### Location identification items
● ● ● ● ●
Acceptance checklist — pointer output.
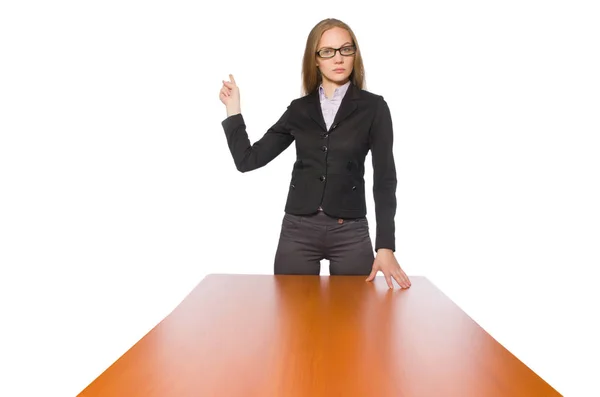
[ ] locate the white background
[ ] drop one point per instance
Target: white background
(118, 193)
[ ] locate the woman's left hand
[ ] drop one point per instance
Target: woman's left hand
(387, 263)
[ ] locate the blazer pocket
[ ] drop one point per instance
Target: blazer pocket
(354, 195)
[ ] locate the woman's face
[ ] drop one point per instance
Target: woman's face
(338, 68)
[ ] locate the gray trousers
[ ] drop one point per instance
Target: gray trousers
(305, 240)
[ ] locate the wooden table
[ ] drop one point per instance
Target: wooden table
(311, 336)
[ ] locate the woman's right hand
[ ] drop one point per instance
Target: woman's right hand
(230, 96)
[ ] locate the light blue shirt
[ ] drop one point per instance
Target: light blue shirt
(330, 106)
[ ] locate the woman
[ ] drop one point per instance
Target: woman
(334, 125)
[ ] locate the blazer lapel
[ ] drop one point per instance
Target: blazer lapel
(314, 110)
(347, 106)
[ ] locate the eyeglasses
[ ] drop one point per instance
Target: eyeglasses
(330, 52)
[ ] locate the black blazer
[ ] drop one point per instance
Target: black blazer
(329, 168)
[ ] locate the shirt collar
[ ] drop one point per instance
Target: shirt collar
(337, 94)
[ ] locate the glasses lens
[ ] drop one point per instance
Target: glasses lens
(347, 50)
(326, 52)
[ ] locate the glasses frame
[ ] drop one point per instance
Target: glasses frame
(335, 51)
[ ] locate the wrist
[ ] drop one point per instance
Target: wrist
(233, 110)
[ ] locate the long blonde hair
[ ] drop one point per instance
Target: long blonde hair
(311, 76)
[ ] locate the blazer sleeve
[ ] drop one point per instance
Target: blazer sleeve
● ● ● ● ●
### Work to complete
Repeat the listing verbatim. Skip the pictures.

### Answer below
Acceptance checklist — pointer output.
[ ] locate the white background
[ ] drop one point per instance
Target: white background
(118, 193)
[ ] locate the woman's left hand
[ ] drop one point per instance
Target: woman's left hand
(387, 263)
[ ] locate the blazer pocket
[ ] drop one point per instance
Target: blazer pocket
(354, 195)
[ ] locate the woman's face
[ ] drop one point per instance
Target: woman's face
(338, 68)
[ ] locate the gray trousers
[ ] drop one point per instance
Target: gray trousers
(305, 240)
[ ] locate the wooden table
[ ] drop one point per instance
Target: wooden table
(311, 336)
[ ] locate the woman's right hand
[ ] drop one point per instance
Target: woman's right hand
(230, 96)
[ ] locate the light blue shirt
[ ] drop one point per instance
Target: light blue shirt
(330, 106)
[ ] locate the woman
[ ] drop one point per instance
Target: woman
(334, 125)
[ ] locate the blazer lapel
[ ] drop one point per instance
Target: blazer lapel
(314, 110)
(347, 106)
[ ] locate the eyeglasses
[ ] drop one point per instance
Target: eyeglasses
(330, 52)
[ ] locate the black blazer
[ ] drop one point per instance
Target: black blazer
(329, 168)
[ ] locate the shirt collar
[ ] drop one point per instance
Target: shirt collar
(337, 94)
[ ] locate the glasses lens
[ ] drop one point per instance
Target: glasses lens
(347, 50)
(326, 52)
[ ] locate the glasses frame
[ ] drop one point per instance
Target: glasses frame
(335, 51)
[ ] locate the wrist
[ ] drop one point per instance
Target: wrist
(233, 110)
[ ] locate the long blonde hair
[ ] drop one point per instance
Target: long blonde hair
(311, 76)
[ ] locate the blazer sleeve
[ ] drop one point per instance
Target: blazer sleeve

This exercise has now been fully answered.